_Excerto apresentado_
• • • • • • •
Pouco antes da Missa do Peregrino, na Igreja do Convento de S. Francisco, 11h55
Tal como nos dois anos anteriores, a nossa "casa" em Santiago foi no Albergue Blanco, a dois passos do Obradoiro. Largadas as mochilas e após o tradicional e "obrigatório" abraço ao Apóstolo, na Catedral, assistimos à Missa do Peregrino, que actualmente se celebra na Igreja de S. Francisco, dadas as obras no interior da Catedral; o exterior, a fachada da Catedral ... foi a primeira vez desde há muitos anos que a vimos limpa, sem andaimes! E durante a tarde, a terra de Vale de Espinho, que viajou quase 500 km na minha mochila, ficou a fortalecer a terra de Santiago ... ali, entre o Obradoiro e a Igreja de S. Francisco. Depois, o resto da tarde e noite ... foram para Viver Santiago ... e com o Carlos, que entretanto chegara também, ao seu passo ... no seu Caminho!
Vale de Espinho - Santiago: terras
diferentes ... uma mesma terra...
Um brinde à Vida (no "Gato Negro", 20h20)
Esconxurando todos os males (no "Fuco Lois", 23h00)
De regresso ... ou num portal entre dois mundos...
• • • • • • •
_Registos_

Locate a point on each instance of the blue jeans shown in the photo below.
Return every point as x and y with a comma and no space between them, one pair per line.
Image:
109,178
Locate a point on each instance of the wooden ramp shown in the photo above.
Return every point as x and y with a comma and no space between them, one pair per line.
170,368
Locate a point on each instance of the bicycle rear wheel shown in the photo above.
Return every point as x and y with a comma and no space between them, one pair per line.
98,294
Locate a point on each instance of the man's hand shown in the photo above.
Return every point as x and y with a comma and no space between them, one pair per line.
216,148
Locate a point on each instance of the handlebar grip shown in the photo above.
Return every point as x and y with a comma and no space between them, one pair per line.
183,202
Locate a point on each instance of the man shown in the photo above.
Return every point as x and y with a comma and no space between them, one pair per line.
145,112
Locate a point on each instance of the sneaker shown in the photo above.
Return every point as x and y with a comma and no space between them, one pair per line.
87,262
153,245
• • • • • • •
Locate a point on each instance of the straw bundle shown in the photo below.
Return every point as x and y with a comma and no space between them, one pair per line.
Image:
• • • • • • •
_Objetivo 1_
Identifique todas as linhas dos registos que contêm a palavra "below", tendo em conta maiúsculas e minúsculas.
_Objetivo 2_
Prossiga o relato da chegada a Santiago a partir da última frase apresentada.
Os registos não têm qualquer relação com o relato da chegada a Santiago.

_Resultado do exercício 1_
Locate a point on each instance of the blue jeans shown in the photo below.
Locate a point on each instance of the straw bundle shown in the photo below.

_Resultado do exercício 2_
Em casa, 12 de Maio
Sábado, 11 de Maio, seria o dia em que partiríamos de Santiago para as terras "do fim do mundo". Mas, face à surpresa que a Paula nos reservara ... sábado era o dia do regresso. Sensação estranha, depois de 3 anos consecutivos, a de não sair, com o Sol a nascer, para os Caminhos de Fisterra.
Santiago de Compostela ... num portal entre dois mundos...
11.Maio.2019, 10h50
Uma manhã em Santiago, um segundo abraço ao Apóstolo, o sentir no rosto dos Peregrinos que chegavam as emoções que tão bem conhecíamos ... que tão bem Amamos.
Ao meio dia ... o autocarro da ALSA saía de Santiago. Tínhamos partido dois para este Caminho ... mas regressávamos três; "alguém nos vai acompanhar amanhã" ... dizia-me a Paula na véspera, nos preâmbulos da revelação da surpresa. Nos Caminhos de Santiago, tínhamos feito mais um bom amigo.
Pontevedra, Vigo, Valença ... tudo passava agora rapidamente. Às duas horas portuguesas estávamos no Porto, onde como habitualmente almoçámos. Aproximava-se a hora de regressar ao ninho, de abraçar mulher, filhos, netos ... mas aproximava-se também a hora da despedida. Santiago e aquele autocarro ... são um autêntico portal entre dois mundos, entre dois Universos.
Porto, 11.Maio.2019, 14h35, no fim de mais um Caminho ... ou no princípio do próximo...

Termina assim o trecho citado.